## SOURCE DATA
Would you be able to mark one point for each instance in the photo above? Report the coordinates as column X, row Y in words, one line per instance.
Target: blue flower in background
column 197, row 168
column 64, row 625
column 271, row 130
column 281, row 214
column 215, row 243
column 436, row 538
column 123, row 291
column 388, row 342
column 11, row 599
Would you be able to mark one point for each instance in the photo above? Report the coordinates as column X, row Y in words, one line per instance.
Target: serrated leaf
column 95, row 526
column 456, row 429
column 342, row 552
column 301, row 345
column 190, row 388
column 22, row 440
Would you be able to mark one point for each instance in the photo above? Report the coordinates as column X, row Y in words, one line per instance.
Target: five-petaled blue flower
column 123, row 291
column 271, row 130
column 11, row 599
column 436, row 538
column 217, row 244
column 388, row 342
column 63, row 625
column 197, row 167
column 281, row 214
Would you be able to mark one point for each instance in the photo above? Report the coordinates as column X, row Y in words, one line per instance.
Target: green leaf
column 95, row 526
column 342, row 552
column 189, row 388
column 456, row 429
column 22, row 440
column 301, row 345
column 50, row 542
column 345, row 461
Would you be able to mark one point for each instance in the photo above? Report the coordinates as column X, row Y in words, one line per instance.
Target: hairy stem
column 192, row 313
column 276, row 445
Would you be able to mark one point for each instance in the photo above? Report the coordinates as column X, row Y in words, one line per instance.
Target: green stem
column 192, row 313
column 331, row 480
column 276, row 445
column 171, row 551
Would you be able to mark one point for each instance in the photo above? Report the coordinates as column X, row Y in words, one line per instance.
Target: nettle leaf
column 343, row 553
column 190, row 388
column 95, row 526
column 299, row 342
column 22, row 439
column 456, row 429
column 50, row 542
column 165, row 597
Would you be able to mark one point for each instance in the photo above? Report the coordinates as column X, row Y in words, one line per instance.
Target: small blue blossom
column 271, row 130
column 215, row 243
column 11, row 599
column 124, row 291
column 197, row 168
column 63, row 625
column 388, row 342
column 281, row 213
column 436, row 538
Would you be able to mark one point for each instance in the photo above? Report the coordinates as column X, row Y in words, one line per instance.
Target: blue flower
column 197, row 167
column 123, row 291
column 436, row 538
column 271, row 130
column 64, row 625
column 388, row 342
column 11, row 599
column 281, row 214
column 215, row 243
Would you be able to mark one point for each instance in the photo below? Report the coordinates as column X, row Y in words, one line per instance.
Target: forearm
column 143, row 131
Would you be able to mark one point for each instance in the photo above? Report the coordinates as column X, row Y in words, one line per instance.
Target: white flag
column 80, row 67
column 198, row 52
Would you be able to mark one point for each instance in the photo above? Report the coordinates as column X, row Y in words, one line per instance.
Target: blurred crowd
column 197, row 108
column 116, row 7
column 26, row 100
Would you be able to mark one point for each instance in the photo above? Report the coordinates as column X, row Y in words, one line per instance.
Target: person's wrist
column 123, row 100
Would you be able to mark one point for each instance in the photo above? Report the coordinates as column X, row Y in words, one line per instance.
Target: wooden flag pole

## INSTRUCTIONS TO FOLLOW
Every line of the data above should be retyped precisely.

## TASK ANSWER
Would you be able to mark one point for each instance in the photo above? Report the coordinates as column X, row Y in words, one line per instance.
Target: blue flower in background
column 197, row 168
column 64, row 625
column 271, row 130
column 281, row 214
column 215, row 243
column 436, row 538
column 123, row 291
column 388, row 342
column 11, row 599
Would you be able to mark one point for each instance in the photo above? Report the coordinates as column X, row Y in words, one line per instance.
Target: serrated leaf
column 95, row 526
column 456, row 429
column 342, row 552
column 301, row 345
column 190, row 388
column 22, row 440
Would you be able to mark one point for each instance in the photo above? Report the coordinates as column X, row Y in words, one line per instance.
Target: five-petaled blue flower
column 123, row 291
column 271, row 130
column 11, row 599
column 436, row 538
column 217, row 244
column 388, row 342
column 63, row 625
column 197, row 167
column 281, row 214
Would you be able to mark one point for each instance in the photo above? Report the coordinates as column X, row Y in words, one line per instance.
Target: green leaf
column 95, row 526
column 342, row 552
column 189, row 388
column 456, row 429
column 22, row 440
column 301, row 345
column 50, row 542
column 345, row 461
Would you be able to mark one point for each instance in the photo above? Report the coordinates as column X, row Y in words, one line per instance.
Target: hairy stem
column 192, row 313
column 276, row 445
Would you be able to mark one point for each instance in the photo above? Report the coordinates as column X, row Y in words, one line per instance.
Target: green stem
column 192, row 313
column 331, row 480
column 276, row 445
column 171, row 551
Would you be able to mark one point for each instance in the photo above? Report the coordinates as column X, row Y in words, one line per instance.
Target: nettle leaf
column 343, row 553
column 190, row 388
column 95, row 526
column 299, row 342
column 22, row 439
column 456, row 429
column 50, row 542
column 165, row 597
Would you be able to mark one point for each instance in the photo above? Report the coordinates as column X, row Y in words, one line per instance.
Target: small blue blossom
column 271, row 130
column 215, row 243
column 11, row 599
column 124, row 291
column 197, row 168
column 63, row 625
column 388, row 342
column 281, row 213
column 436, row 538
Would you be able to mark one point for each instance in the photo above? Report the coordinates as column X, row Y in words, one line per instance.
Target: blue flower
column 197, row 167
column 123, row 291
column 436, row 538
column 271, row 130
column 64, row 625
column 388, row 342
column 11, row 599
column 281, row 214
column 215, row 243
Would you be able to mark one point for each instance in the photo below? Report the coordinates as column X, row Y in words, one line per instance.
Target: forearm
column 143, row 131
Would you be able to mark one point for each instance in the photo above? Report the coordinates as column X, row Y in words, one line per instance.
Target: white flag
column 80, row 67
column 198, row 52
Would you be able to mark one point for each instance in the photo above? Report the coordinates as column X, row Y in words, one line per instance.
Target: blurred crowd
column 197, row 108
column 116, row 7
column 26, row 100
Would you be able to mark one point for each instance in the photo above? Report the coordinates as column X, row Y in words, one line per instance.
Target: person's wrist
column 123, row 100
Would you be able to mark one point for each instance in the photo above? Report the coordinates as column X, row Y in words, one line per instance.
Target: wooden flag pole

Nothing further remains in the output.